** SET TASK **
Copy all of the data below line for line, changing nothing.

** DATASET RECORDS **
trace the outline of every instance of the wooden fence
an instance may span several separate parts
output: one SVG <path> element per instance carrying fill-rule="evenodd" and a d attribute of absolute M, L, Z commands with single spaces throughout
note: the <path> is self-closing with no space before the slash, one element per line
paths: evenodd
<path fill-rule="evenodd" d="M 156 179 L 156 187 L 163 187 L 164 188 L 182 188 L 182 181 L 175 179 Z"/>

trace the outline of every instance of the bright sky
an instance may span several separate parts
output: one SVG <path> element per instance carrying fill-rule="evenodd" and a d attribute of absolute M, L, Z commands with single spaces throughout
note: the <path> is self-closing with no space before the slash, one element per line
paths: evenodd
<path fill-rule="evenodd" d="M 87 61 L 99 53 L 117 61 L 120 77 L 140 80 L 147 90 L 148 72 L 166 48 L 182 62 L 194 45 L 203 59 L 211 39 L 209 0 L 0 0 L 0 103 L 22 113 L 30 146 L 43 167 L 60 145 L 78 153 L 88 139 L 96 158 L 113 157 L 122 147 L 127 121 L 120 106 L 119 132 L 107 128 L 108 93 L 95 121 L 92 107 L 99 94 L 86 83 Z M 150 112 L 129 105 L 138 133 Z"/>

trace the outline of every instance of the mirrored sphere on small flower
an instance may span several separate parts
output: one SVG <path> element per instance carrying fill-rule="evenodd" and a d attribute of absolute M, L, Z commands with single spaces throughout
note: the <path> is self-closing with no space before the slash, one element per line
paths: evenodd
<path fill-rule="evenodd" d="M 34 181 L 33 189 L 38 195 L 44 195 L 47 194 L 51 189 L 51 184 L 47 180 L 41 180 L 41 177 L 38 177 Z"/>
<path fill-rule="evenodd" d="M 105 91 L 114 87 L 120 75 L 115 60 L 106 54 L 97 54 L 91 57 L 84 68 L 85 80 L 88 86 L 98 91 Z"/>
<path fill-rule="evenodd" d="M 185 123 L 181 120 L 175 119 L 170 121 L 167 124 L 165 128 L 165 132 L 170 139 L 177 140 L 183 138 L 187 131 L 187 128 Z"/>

** EXERCISE RESULT **
trace the outline of every instance of the wooden fence
an instance may span several separate parts
output: one SVG <path> element per instance carrying fill-rule="evenodd" and a d attribute of absolute M, L, Z commands with single spaces throughout
note: the <path> is self-closing with no space before the slash, one element per line
paths: evenodd
<path fill-rule="evenodd" d="M 156 179 L 156 187 L 163 187 L 164 188 L 182 188 L 182 181 L 175 179 Z"/>

trace the outline of every instance of the bright sky
an instance may span several separate parts
output: one SVG <path> element per instance carrying fill-rule="evenodd" and a d attribute of absolute M, L, Z commands with single spaces throughout
note: the <path> is self-closing with no space before the slash, one element per line
paths: evenodd
<path fill-rule="evenodd" d="M 87 61 L 99 53 L 117 61 L 120 77 L 140 80 L 147 90 L 148 72 L 166 48 L 182 62 L 194 45 L 203 59 L 211 39 L 209 0 L 0 0 L 0 103 L 22 113 L 30 146 L 43 167 L 60 145 L 78 153 L 88 139 L 96 158 L 113 157 L 122 147 L 127 121 L 120 106 L 119 132 L 107 128 L 108 93 L 95 121 L 92 107 L 99 94 L 86 83 Z M 150 112 L 129 105 L 138 133 Z"/>

trace the outline of every instance of the mirrored sphere on small flower
an instance may span several separate parts
output: one SVG <path> element per instance carrying fill-rule="evenodd" and a d attribute of absolute M, L, Z commands with single spaces throughout
note: the <path> is self-closing with no space before the slash, one element per line
paths: evenodd
<path fill-rule="evenodd" d="M 34 181 L 33 189 L 38 195 L 44 195 L 47 194 L 51 189 L 51 184 L 47 180 L 41 180 L 41 177 L 38 177 Z"/>
<path fill-rule="evenodd" d="M 105 91 L 114 87 L 120 75 L 115 60 L 106 54 L 97 54 L 91 57 L 84 68 L 85 80 L 88 86 L 98 91 Z"/>
<path fill-rule="evenodd" d="M 185 123 L 181 120 L 175 119 L 170 121 L 167 124 L 165 128 L 165 132 L 170 139 L 177 140 L 183 138 L 187 131 L 187 128 Z"/>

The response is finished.